Set of tasks ->
1. Reproduce the passage of the bike light review starting at "Summarizing all I" and ending at "be modded further.".
2. Write the next part of the bike light review, picking up right after its last sentence.

Excerpted passage ->

Thermal path is the best one you encounter between Chinese lights - together with Skyray S6 and perhaps Skyray 6T6: 7 led MCPCBs connected in series resting on a 5mm thick body of the light. Yes the leds are easy to replace - easier than on the Skyray 7T6 reviewed by Archie but there is another disappointment. The main leads are thick enough but the leads connecting the series of MCPCBs are way too thin to experiment with current sense resistor mod  You would like to change them for a 22/24 AWG. The leds or wires were also poorly soldered, it seems this has been done by hand and not in the oven 

The UI is quite usable - high(100%)-mid(~30-35%)-low(~5-10%)-off cycle and hidden strobe. I experienced this in real use last night so I changed the values from my previous post. You read again correctly - it starts from high mode but for me it is better than low. The mode button is on top of the light - that blue thing. The light doesn't have memory mode and battery indication, just those crazy green, orange, red leds flashing one after another at the back of the light. My friends asked me what game was I playing during the ride  If you plug the light to the power source the main mode button is also not lit. It is lit green only if the light is powered on some of the modes. It comes with a metal bracket instead of plastic one and with silicone rings but I changed it to my preferred & strong Cateye H-24. The power line is usual 5.5 * 2.1 and a solarstorm X2 like - screwable with silicone o-ring. One important thing is that the mode button is not waterproof. It is a pity since the whole light is. But you need to add 2 o-rings or drop some silicone to make the button waterproof 

Summarizing all I wrote here it is a nice buy even if the price is not that cheap as one SS X2 but close enough to 2 x MJ-880 clones. You get probably the most powerful light from CN with nice tint, XM-L2 T6 emitters. UI is acceptable but battery indication would be nice to have  It is quite heavy, but heatsinked very well and can be modded further.

I think I pointed out all the necessary attributes I wanted and described that light properly enough. Hope you all understand my review, if not please pardon my typos and mistakes since I am not a native speaker  If you have any questions besides beamshots which I add later write them and we discuss them in this thread. I also read a thread on the BLF forum where the light dind't work out of the box (dated October 13) - who knows why, maybe torn cables by assembly.

Dataset entries ->

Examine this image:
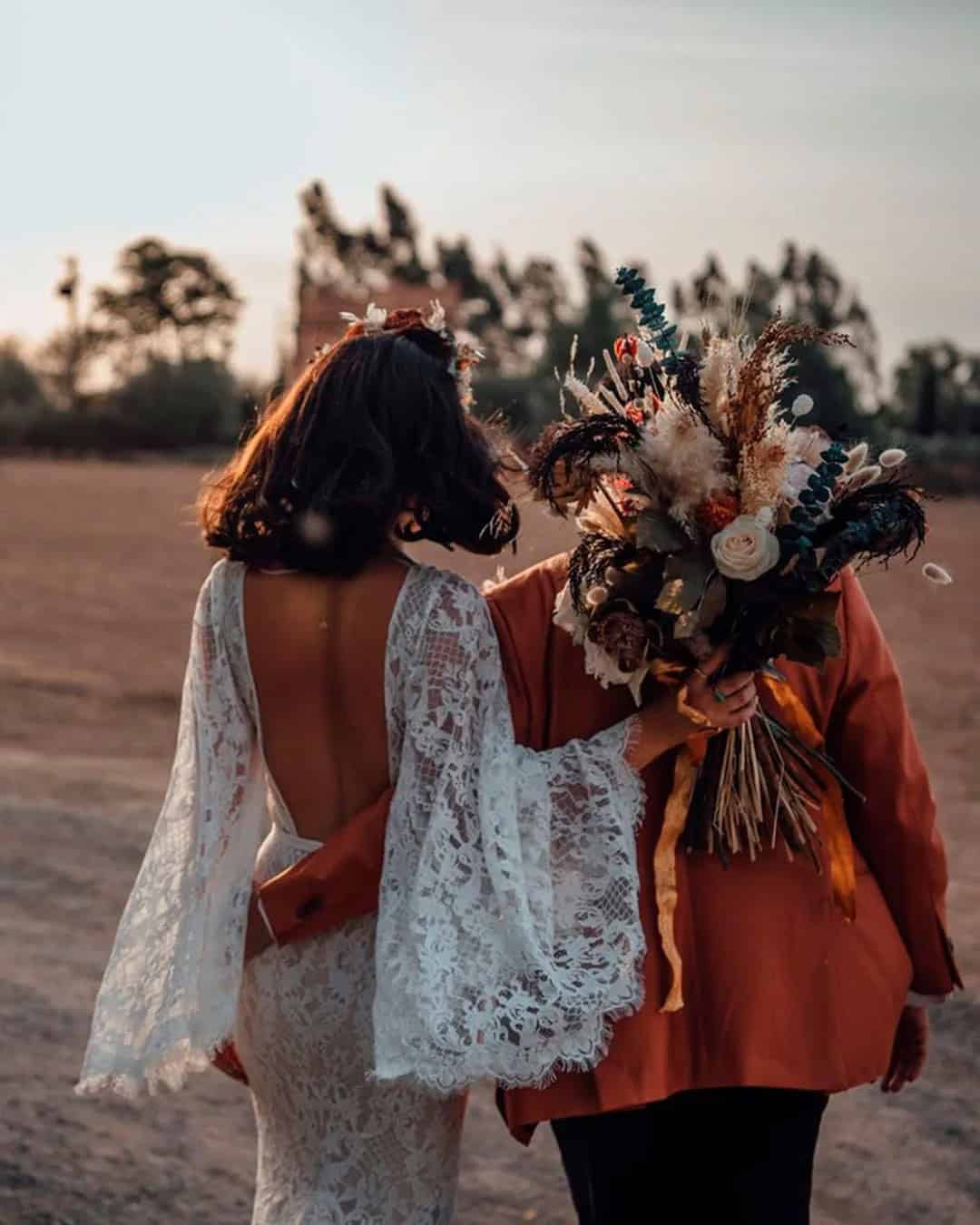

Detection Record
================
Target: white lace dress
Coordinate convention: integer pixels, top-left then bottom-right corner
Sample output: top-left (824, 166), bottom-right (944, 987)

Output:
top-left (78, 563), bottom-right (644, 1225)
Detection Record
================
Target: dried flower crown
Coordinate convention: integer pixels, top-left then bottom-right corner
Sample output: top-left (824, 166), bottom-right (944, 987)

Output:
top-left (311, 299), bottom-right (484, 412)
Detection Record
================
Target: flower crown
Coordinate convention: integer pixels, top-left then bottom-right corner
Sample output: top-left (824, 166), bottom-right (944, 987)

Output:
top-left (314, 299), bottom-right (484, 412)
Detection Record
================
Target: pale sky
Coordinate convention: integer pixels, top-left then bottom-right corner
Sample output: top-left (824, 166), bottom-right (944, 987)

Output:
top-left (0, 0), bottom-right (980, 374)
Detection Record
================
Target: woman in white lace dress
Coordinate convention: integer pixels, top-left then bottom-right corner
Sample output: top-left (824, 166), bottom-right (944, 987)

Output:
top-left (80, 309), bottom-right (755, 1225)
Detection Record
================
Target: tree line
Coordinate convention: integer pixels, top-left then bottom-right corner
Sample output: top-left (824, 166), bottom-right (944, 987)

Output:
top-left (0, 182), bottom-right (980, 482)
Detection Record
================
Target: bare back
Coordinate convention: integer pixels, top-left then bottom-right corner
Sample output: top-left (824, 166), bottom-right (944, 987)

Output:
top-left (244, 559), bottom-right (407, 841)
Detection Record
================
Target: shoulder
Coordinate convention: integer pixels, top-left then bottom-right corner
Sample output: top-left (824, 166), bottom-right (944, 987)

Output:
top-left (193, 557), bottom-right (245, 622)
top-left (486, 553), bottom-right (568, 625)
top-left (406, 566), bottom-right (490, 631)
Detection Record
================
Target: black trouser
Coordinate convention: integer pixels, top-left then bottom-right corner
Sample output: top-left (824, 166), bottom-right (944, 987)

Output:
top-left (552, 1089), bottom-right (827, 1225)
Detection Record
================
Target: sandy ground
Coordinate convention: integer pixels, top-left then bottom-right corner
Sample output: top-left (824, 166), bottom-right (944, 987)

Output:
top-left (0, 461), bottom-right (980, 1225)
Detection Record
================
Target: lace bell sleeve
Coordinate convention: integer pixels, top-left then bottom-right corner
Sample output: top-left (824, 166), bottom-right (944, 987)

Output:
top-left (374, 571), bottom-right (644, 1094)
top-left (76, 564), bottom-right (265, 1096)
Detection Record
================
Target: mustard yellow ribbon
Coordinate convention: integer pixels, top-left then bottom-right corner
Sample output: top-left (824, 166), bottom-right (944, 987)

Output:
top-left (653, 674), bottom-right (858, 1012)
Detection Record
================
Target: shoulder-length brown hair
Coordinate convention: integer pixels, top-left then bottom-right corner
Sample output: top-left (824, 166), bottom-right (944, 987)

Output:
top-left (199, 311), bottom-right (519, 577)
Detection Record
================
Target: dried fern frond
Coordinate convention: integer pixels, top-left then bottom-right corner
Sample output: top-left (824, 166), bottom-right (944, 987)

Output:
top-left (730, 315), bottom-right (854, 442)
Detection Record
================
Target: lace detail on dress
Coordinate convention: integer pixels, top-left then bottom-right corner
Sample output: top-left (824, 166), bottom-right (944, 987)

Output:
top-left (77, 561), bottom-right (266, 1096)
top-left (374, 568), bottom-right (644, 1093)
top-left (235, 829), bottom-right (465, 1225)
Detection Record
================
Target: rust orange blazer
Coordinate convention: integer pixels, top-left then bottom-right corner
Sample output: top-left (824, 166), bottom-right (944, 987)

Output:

Written responses ->
1.
Summarizing all I wrote here it is a nice buy even if the price is not that cheap as one SS X2 but close enough to 2 x MJ-880 clones. You get probably the most powerful light from CN with nice tint, XM-L2 T6 emitters. UI is acceptable but battery indication would be nice to have  It is quite heavy, but heatsinked very well and can be modded further.

2.
Now I stop writing the review and I post some shots of the light and its inner things although some you may know already:

front views:















driver details:






















heatsinking:








leds & cables replaced by hands:








reflector& its mounting















hole for a bracket screw with my cateye H-24:








assembled light:


----------



## MK96 (Nov 5, 2012)

Sorry for still not posted the beamshots here. I have a small update, the second light came and has only XM-L with cool white, the first one has XM-L2 with some neutral white from their comparison. The driver is and works the same and needs the same amount of power.


----------



## -Archie- (Aug 25, 2013)

Excellent review *MK96*; thanks! :thumbsup:



MK96 said:


> It is powerful as LM site says - powerful enough due to amp draw:4A @ 8.4V, 6.6A @ 6.2V on high (32-36W).


That's interesting: it seems to be rare case of "not underpowered" chinese light then.



> I just wonder how long will it run with the "usual" cheap pack that some variants come with.


Don't even try that! 



> One disappointment is that the driver circuit si glued to the back of the body which can be unscrewed exactly alike the one that Skyray S6 has. Geeee I almost torn and twisted my cables into a single spiral!!! If you like to take that light apart do it with great caution!!! I just wonder how they assembled the whole light without screwing the cables.


Probably, it is the result of quick fix to bypass missing parts required for proper assembly. On another SkyRay lights I've seen, the driver was mounted on separate aluminium ring.


----------



## MK96 (Nov 5, 2012)

Thanks *-Archie-*!

It is really making me wonder about the quality of the pack the light would come if I order it with the pack together. One might step into the dangerous territory of exploding batteries :eekster:.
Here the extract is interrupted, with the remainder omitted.